WHAT IS BEING ASKED: Rewrite the lines starting at the one containing "of the handful" and ending at the one containing "x=317, y=267", replacing "metal post" with "steel pole" and leaving everything else unchanged. Return only those lines.

☆ ☆ ☆ ☆ ☆

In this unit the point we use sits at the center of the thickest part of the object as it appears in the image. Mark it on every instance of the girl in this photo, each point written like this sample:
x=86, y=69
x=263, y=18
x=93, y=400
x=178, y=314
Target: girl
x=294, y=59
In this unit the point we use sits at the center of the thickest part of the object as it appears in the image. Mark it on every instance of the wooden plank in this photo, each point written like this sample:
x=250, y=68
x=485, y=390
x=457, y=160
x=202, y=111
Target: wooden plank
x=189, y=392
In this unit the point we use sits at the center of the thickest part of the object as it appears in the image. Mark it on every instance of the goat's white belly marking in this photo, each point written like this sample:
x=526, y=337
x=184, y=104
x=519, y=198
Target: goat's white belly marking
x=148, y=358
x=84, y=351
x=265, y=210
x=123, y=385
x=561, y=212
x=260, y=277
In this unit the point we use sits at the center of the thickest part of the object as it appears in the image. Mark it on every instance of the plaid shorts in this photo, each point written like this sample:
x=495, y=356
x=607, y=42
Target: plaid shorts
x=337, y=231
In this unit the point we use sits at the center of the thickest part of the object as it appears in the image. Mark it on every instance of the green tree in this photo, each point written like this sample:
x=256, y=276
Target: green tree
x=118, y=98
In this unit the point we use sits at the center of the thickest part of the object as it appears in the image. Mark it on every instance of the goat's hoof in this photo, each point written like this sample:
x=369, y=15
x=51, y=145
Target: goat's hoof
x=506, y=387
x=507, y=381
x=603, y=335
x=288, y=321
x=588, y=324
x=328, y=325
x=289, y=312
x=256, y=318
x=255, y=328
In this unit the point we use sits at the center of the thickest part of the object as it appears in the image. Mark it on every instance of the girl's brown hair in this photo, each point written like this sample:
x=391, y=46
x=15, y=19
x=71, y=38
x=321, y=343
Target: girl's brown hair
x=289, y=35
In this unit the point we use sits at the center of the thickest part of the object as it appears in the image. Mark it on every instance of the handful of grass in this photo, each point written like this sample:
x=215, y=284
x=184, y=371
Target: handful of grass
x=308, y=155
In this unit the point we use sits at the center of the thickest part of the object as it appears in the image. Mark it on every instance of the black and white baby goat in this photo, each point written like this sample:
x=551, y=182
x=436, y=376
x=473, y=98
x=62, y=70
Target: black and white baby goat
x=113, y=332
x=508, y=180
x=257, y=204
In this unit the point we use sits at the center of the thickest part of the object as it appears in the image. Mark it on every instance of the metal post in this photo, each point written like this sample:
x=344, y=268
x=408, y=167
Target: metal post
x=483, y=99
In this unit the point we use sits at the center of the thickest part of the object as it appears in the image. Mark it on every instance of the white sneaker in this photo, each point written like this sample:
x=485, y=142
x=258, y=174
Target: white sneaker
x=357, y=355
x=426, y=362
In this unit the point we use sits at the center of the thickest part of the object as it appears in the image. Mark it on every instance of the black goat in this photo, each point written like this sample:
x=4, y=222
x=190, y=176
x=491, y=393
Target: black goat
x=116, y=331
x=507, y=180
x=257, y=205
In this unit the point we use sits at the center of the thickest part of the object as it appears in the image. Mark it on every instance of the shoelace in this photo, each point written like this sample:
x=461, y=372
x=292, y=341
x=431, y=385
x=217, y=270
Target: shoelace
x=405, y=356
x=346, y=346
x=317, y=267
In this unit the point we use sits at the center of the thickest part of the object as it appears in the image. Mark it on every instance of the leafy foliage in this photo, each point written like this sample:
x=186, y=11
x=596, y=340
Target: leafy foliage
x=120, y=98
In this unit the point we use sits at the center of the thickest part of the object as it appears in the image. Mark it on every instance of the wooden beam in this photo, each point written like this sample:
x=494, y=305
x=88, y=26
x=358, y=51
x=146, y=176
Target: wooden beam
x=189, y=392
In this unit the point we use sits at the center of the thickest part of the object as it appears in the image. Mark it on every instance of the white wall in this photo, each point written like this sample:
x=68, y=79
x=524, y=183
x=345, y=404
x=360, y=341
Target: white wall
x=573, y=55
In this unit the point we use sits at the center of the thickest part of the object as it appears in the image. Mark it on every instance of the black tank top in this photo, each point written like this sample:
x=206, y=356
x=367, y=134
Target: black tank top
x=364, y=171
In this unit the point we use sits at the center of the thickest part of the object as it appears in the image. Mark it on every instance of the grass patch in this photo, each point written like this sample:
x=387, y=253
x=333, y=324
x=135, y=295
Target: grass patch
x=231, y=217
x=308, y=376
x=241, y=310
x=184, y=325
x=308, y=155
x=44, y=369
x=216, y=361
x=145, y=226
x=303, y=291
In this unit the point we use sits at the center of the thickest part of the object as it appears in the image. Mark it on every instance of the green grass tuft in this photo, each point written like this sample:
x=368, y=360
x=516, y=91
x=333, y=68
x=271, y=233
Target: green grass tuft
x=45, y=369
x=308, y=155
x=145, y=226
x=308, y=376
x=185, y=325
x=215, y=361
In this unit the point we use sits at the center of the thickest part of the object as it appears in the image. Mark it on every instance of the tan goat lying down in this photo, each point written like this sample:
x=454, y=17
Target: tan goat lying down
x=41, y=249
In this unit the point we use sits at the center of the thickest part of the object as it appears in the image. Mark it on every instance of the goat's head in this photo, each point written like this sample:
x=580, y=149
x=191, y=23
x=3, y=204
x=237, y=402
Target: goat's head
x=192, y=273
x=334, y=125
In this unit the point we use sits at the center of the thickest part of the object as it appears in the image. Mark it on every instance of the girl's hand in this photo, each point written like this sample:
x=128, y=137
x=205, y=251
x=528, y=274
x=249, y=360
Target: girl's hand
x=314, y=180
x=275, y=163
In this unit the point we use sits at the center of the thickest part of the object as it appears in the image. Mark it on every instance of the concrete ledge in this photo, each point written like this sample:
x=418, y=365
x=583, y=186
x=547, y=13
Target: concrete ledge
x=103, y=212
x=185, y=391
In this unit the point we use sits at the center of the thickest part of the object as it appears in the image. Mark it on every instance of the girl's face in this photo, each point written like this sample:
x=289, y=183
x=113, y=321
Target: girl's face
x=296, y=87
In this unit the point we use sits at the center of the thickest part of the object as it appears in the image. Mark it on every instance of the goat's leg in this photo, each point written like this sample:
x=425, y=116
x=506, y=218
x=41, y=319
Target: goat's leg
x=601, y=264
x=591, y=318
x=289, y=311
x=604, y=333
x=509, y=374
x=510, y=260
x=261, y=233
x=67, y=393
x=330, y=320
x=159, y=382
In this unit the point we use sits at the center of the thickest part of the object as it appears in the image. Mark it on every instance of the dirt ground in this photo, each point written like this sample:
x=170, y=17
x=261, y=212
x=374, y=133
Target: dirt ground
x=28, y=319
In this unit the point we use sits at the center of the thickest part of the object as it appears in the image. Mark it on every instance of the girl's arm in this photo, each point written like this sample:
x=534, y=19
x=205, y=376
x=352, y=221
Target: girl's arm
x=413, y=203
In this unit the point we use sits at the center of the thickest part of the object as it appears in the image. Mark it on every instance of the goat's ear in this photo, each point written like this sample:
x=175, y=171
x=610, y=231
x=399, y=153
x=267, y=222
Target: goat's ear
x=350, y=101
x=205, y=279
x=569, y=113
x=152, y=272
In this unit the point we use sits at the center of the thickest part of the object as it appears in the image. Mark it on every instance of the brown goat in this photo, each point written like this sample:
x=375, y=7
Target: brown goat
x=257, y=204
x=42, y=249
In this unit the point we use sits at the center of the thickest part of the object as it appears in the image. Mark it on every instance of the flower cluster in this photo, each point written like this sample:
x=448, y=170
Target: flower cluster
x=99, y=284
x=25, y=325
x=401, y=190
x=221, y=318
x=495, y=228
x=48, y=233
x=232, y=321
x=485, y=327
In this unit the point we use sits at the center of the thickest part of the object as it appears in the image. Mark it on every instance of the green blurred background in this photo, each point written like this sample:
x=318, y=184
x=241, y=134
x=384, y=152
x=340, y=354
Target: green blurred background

☆ ☆ ☆ ☆ ☆

FINISHED TASK:
In this unit the point we use sits at the center of the thickest part of the object as it appears in the image. Mark it on every instance of the handful of grass in this photo, each point written like this sample:
x=215, y=284
x=184, y=371
Target: handful of grass
x=308, y=155
In this unit the point we use sits at the center of the thickest part of the object as it appears in the image. Mark it on every instance of the black and white baby goat in this photo, each point written like this sample:
x=551, y=182
x=436, y=376
x=473, y=98
x=62, y=70
Target: black and white baby goat
x=113, y=332
x=508, y=180
x=257, y=204
In this unit the point we use sits at the center of the thickest part of the object as it appears in the image. Mark it on every instance of the steel pole in this photo, each point written like this sample:
x=344, y=268
x=408, y=167
Target: steel pole
x=483, y=99
In this unit the point we use sits at the center of the thickest part of the object as it appears in the image. Mark it on every instance of the white sneaker in this photo, each point written like this sample:
x=485, y=142
x=258, y=174
Target: white sneaker
x=357, y=355
x=426, y=362
In this unit the point we use sits at the center of the thickest part of the object as it appears in the image. Mark it on every instance of the black goat in this photo, each point written like this sample:
x=4, y=222
x=190, y=176
x=491, y=393
Target: black goat
x=116, y=331
x=507, y=180
x=257, y=205
In this unit the point we use sits at the center of the thickest part of the object as it appears in the image. Mark it on every instance of the shoelace in this photo, each point written like this sample:
x=461, y=372
x=292, y=341
x=431, y=385
x=217, y=270
Target: shoelace
x=405, y=356
x=346, y=346
x=317, y=267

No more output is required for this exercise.